Aim of the task:
Lay out the listing as a Markdown table with columns n and Line, from the start of the listing through the line containing "point(255, 250)", both ends included. Give each line its row number, and leave out any blank lines.

— begin Data provided —

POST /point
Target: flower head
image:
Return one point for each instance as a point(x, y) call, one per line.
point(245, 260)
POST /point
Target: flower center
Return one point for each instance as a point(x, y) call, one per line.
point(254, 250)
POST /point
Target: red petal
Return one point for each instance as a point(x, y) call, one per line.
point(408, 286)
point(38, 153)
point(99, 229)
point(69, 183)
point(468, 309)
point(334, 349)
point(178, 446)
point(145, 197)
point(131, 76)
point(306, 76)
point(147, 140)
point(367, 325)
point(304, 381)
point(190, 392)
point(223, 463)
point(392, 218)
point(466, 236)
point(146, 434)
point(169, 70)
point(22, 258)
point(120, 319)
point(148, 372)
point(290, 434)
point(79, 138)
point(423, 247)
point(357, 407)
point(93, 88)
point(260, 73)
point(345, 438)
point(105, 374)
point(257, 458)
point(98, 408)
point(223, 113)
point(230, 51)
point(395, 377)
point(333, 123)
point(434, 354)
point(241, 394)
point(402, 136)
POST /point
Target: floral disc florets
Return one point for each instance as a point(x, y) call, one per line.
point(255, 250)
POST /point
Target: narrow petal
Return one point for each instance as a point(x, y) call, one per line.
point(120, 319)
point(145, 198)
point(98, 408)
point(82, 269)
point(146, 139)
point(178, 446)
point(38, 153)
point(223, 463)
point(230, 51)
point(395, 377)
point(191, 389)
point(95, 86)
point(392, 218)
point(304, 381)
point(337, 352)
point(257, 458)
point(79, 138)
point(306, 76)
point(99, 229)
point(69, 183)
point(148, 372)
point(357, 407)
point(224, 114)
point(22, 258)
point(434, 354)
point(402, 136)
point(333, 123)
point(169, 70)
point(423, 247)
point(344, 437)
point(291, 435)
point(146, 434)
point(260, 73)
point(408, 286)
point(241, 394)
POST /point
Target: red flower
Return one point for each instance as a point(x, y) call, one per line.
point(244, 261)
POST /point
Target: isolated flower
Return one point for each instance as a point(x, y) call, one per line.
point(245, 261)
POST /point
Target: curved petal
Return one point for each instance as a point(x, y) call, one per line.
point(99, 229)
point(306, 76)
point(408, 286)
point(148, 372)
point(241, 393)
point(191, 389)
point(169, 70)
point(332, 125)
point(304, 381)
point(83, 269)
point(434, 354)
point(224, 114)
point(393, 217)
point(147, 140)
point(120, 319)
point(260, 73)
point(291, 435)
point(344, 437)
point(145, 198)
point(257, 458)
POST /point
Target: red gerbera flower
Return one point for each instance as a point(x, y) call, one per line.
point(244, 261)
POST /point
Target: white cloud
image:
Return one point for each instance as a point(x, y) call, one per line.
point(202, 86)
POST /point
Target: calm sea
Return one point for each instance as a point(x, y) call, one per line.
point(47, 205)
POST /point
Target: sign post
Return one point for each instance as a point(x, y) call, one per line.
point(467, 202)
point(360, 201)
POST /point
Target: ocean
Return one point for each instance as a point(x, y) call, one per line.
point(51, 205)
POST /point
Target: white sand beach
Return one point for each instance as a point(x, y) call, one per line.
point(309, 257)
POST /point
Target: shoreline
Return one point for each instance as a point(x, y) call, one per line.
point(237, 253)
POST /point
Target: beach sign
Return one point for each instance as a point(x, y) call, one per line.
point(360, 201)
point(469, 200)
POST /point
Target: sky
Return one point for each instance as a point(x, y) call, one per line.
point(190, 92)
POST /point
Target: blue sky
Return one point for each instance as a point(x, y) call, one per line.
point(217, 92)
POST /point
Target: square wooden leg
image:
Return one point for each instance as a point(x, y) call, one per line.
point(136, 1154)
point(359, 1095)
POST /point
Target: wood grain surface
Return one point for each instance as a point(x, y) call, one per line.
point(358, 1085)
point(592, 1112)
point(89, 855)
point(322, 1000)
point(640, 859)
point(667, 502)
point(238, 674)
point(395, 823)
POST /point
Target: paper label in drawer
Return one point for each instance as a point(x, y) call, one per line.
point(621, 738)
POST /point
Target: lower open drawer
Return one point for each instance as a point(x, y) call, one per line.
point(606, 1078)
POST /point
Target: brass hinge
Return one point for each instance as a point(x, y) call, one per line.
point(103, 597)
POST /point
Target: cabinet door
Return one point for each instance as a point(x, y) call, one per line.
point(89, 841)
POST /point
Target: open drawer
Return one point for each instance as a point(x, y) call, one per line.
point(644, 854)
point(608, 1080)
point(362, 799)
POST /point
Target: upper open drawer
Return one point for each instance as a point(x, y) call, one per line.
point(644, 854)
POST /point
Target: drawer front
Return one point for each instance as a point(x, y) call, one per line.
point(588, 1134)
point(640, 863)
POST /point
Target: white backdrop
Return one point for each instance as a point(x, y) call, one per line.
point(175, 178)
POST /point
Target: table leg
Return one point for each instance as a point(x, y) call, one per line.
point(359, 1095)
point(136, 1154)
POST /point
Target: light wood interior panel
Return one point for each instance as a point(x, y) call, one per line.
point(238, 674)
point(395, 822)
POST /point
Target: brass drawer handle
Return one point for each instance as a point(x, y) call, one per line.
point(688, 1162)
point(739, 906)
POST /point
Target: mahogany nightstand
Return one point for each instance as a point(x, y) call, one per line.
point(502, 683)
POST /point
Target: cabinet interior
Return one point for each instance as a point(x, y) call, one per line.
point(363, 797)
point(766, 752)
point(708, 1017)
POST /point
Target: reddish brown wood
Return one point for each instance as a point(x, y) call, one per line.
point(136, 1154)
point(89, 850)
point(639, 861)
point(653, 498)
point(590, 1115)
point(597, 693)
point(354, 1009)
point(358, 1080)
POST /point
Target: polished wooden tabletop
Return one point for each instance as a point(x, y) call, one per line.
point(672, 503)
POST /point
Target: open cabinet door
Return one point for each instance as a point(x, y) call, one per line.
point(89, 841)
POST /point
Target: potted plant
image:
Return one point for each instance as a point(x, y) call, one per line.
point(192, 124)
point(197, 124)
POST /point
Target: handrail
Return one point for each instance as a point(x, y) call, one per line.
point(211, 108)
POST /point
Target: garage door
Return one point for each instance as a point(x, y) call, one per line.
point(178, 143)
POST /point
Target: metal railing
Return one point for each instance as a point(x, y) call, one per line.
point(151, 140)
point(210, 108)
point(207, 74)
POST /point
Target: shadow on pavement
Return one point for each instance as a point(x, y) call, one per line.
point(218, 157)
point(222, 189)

— end Data provided —

Answer for this exercise:
| n | Line |
|---|---|
| 1 | POST /point |
| 2 | Target: flower head |
| 3 | image: |
| 4 | Return one point for each instance as a point(x, y) call, one per line. |
| 5 | point(245, 260) |
| 6 | POST /point |
| 7 | Target: flower center |
| 8 | Return one point for each instance as a point(x, y) call, one per line. |
| 9 | point(254, 250) |
| 10 | POST /point |
| 11 | Target: red petal |
| 12 | Return one point for each instance as a point(x, y) call, one per line. |
| 13 | point(408, 286) |
| 14 | point(38, 153) |
| 15 | point(99, 229) |
| 16 | point(69, 183) |
| 17 | point(468, 309) |
| 18 | point(334, 349) |
| 19 | point(178, 446) |
| 20 | point(145, 197) |
| 21 | point(131, 76) |
| 22 | point(306, 76) |
| 23 | point(147, 140) |
| 24 | point(367, 325) |
| 25 | point(304, 381) |
| 26 | point(190, 392) |
| 27 | point(223, 463) |
| 28 | point(392, 218) |
| 29 | point(466, 236) |
| 30 | point(146, 434) |
| 31 | point(169, 70) |
| 32 | point(22, 258) |
| 33 | point(120, 319) |
| 34 | point(148, 372) |
| 35 | point(290, 434) |
| 36 | point(79, 138) |
| 37 | point(423, 247) |
| 38 | point(357, 407) |
| 39 | point(93, 88) |
| 40 | point(260, 73) |
| 41 | point(345, 438) |
| 42 | point(105, 374) |
| 43 | point(257, 458) |
| 44 | point(98, 408) |
| 45 | point(223, 113) |
| 46 | point(230, 51) |
| 47 | point(395, 377) |
| 48 | point(333, 123) |
| 49 | point(434, 354) |
| 50 | point(241, 394) |
| 51 | point(402, 136) |
| 52 | POST /point |
| 53 | Target: floral disc florets |
| 54 | Return one point for each instance as a point(x, y) call, one per line. |
| 55 | point(255, 250) |